# SET PROBLEM:
Copy each of the following rows word for word, keeping them in the same order.

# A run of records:
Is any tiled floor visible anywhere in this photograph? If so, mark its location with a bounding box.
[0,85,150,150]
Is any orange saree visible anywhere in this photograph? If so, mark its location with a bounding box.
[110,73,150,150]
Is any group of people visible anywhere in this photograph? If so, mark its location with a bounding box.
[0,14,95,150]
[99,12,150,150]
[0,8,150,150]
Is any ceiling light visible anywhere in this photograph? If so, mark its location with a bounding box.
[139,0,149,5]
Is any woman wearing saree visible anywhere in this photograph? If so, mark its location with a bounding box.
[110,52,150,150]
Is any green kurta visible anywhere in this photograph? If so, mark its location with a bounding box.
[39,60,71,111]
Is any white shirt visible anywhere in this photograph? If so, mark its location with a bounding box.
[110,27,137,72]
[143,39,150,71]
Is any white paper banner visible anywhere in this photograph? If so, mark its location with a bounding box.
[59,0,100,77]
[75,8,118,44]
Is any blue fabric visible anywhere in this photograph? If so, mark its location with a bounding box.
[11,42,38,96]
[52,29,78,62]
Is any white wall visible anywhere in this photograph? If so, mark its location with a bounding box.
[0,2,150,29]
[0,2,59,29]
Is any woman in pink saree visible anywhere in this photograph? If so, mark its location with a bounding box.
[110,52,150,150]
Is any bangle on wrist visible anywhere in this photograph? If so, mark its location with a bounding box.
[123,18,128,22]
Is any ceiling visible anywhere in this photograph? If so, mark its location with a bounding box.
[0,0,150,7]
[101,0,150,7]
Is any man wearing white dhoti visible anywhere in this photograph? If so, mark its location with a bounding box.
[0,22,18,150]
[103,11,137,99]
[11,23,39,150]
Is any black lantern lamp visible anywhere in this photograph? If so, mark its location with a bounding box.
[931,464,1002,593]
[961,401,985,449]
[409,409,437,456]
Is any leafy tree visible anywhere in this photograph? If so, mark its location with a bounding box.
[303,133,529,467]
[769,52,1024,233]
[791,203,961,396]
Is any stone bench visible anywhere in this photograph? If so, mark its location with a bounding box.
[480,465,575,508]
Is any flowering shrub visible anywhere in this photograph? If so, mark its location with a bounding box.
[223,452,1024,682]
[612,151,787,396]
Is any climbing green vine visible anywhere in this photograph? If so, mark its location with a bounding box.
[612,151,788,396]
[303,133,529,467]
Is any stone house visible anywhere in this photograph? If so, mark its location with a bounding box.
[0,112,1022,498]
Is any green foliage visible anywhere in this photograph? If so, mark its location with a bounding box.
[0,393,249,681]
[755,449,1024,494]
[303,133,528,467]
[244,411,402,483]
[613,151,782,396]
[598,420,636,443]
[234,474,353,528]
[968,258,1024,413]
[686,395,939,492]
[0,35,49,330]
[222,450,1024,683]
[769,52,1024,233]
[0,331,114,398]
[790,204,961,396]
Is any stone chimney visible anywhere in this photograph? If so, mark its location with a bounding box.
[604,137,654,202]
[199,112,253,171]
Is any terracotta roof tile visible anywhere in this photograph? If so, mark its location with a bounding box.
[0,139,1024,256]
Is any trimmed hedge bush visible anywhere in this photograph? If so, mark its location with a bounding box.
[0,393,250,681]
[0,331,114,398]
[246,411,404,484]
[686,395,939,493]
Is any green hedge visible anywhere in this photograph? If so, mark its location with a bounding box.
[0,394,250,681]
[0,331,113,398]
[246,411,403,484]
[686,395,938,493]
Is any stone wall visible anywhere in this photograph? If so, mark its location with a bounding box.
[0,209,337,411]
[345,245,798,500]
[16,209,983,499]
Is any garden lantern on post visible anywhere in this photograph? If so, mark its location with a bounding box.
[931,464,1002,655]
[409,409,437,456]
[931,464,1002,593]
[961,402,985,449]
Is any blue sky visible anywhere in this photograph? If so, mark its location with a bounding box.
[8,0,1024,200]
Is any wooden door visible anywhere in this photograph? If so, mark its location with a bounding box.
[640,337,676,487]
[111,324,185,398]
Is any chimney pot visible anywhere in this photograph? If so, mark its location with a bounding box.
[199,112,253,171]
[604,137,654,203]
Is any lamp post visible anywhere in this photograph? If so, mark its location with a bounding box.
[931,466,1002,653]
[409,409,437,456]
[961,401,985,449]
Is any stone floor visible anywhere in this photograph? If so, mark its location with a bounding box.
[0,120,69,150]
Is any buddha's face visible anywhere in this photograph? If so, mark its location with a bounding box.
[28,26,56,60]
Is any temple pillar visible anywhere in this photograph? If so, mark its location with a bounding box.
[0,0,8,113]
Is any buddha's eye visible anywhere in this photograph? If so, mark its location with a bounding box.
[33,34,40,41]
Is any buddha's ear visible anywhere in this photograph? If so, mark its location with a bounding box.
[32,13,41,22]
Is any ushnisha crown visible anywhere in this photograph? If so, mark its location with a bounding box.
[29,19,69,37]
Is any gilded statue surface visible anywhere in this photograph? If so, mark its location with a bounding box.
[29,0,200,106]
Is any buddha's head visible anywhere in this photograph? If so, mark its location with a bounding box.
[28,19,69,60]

# OUTPUT:
Is any tiled floor visible anywhere in this photograph? If so, mark its location with a bounding box.
[0,85,150,150]
Is any orange saree visible anywhere in this photograph? If so, mark its location with a bounding box.
[110,73,150,150]
Is any group of people visible anywhere in this photograph? If so, mark its location with a bounding box.
[0,14,95,150]
[99,12,150,150]
[0,8,150,150]
Is any ceiling light visible anywhere in this photograph? If so, mark its location with a bounding box.
[139,0,149,5]
Is any woman wearing saree visible anywhere in this photograph? If so, mark its location with a bounding box.
[110,52,150,150]
Is any green kurta visible anywhere in this photograph? If so, mark its location with a bounding box.
[39,60,71,111]
Is any white shirt visible anywhere in this photograph? If so, mark its location with a bounding box.
[110,27,137,72]
[143,39,150,71]
Is any white paper banner visible anywhere in this photograph? If so, mark its location with a bounding box.
[59,0,100,77]
[75,8,118,44]
Is any blue fabric visible anywhere in this photograph? If so, mark its location with a bounding box.
[11,42,38,96]
[52,29,78,62]
Is any white wall visible anywhere in this photograph? If so, mark its location with a bounding box.
[0,2,150,29]
[0,2,59,29]
Is any woman in pink saree visible anywhere in this photograph? If so, mark its location with a bounding box.
[110,52,150,150]
Is any bangle on wrist visible anywhere in this photograph? If so, mark its location with a bounding box.
[123,18,128,22]
Is any ceiling visible anywhere in this photograph? If so, mark its location with a bounding box.
[0,0,150,7]
[101,0,150,7]
Is any man wearing white dhoti visible anywhere in this photograph? If so, mark its location with a bounding box.
[0,22,18,150]
[103,11,137,99]
[11,23,39,150]
Is any black lantern lamp visible anywhere in this photograph? If so, mark its location with a bounding box.
[931,464,1002,593]
[961,401,985,449]
[409,409,437,456]
Is any leafy tree visible anywhere in this photograph? If so, mark its location with a bounding box.
[303,133,529,467]
[769,52,1024,233]
[791,203,961,396]
Is any stone bench visible anywhere in this photograph? If so, mark its location with a bounding box.
[480,465,575,508]
Is any flowering shrub visible anywhere in this photograph? If so, mark its location with a bounding box.
[223,452,1024,682]
[612,151,787,396]
Is any climbing green vine visible anywhere in this photograph? If so, mark its location with a bounding box.
[612,151,788,396]
[303,133,529,467]
Is any stone house visible anywhere in this photograph? If so, mark its location with a bounding box.
[0,112,1022,498]
Is any green foliage visible anywhere in this photograph? If so, mark its location with a bounding box.
[0,393,249,681]
[755,449,1024,494]
[303,133,528,467]
[244,411,402,483]
[613,151,782,396]
[598,420,636,443]
[234,474,353,528]
[968,258,1024,413]
[686,395,939,492]
[0,35,49,330]
[222,450,1024,683]
[769,52,1024,233]
[0,331,114,398]
[790,204,961,396]
Is any stone chimney visible anywhere in this photograph? If so, mark its location with a bounding box.
[604,137,654,202]
[199,112,253,171]
Is any terracotta roof tile visible anywhere in this photograph? If so, mark its location with a bounding box.
[0,139,1024,256]
Is any trimmed hedge bush visible anywhere in this photograph? If so, mark its location with a bounding box.
[0,393,250,681]
[0,331,114,398]
[246,411,404,484]
[686,395,939,493]
Is any green hedge visible anywhere in this photograph? If so, mark its location with a bounding box.
[0,394,250,681]
[0,331,113,398]
[246,411,403,484]
[686,395,938,493]
Is any stone wall visible anywhere in this photograph? If so, mark its location with a bounding box.
[0,209,337,411]
[345,245,798,500]
[16,209,983,499]
Is any garden lantern on post visible anywhere in this photograph? If so, mark its location with a bounding box.
[931,464,1002,655]
[409,409,437,456]
[931,464,1002,593]
[961,402,985,449]
Is any blue sky visible anywhere in this photograph? If so, mark its location with a bounding box.
[8,0,1024,200]
Is any wooden door visible anywhere in this photograph? If so, mark its location with a bounding box.
[640,337,676,487]
[111,324,185,398]
Is any chimney pot visible anywhere in this photograph? If so, mark its location with a bounding box.
[199,112,253,171]
[604,137,654,203]
Is any lamp post visible anywhere in this photograph? If so, mark its location with a bounding box.
[931,466,1002,653]
[409,409,437,456]
[961,401,985,449]
Is any stone floor visible anywhere in this photograph? If so, mark its location with a bounding box.
[0,120,69,150]
Is any buddha's face visible anywhere in this photograph? If so, mark its location with a bounding box.
[28,26,56,60]
Is any temple pillar visible anywhere in this photograph? If so, mark its location with a bounding box.
[0,0,8,113]
Is any buddha's eye visible anywhere in this photograph? If so, mark its location with a bounding box.
[33,34,40,41]
Is any buddha's ear visible anywhere in this photograph? If so, mark its location with a bounding box.
[32,13,41,22]
Is any ushnisha crown visible anywhere in this photograph? If so, mark its location with a bounding box.
[29,19,69,37]
Is any gilded statue surface visible anywhere in this photograph? If so, mark its location with a bounding box.
[29,0,200,106]
Is any buddha's head visible anywhere in this photograph? If so, mark its location with a bounding box.
[28,19,69,60]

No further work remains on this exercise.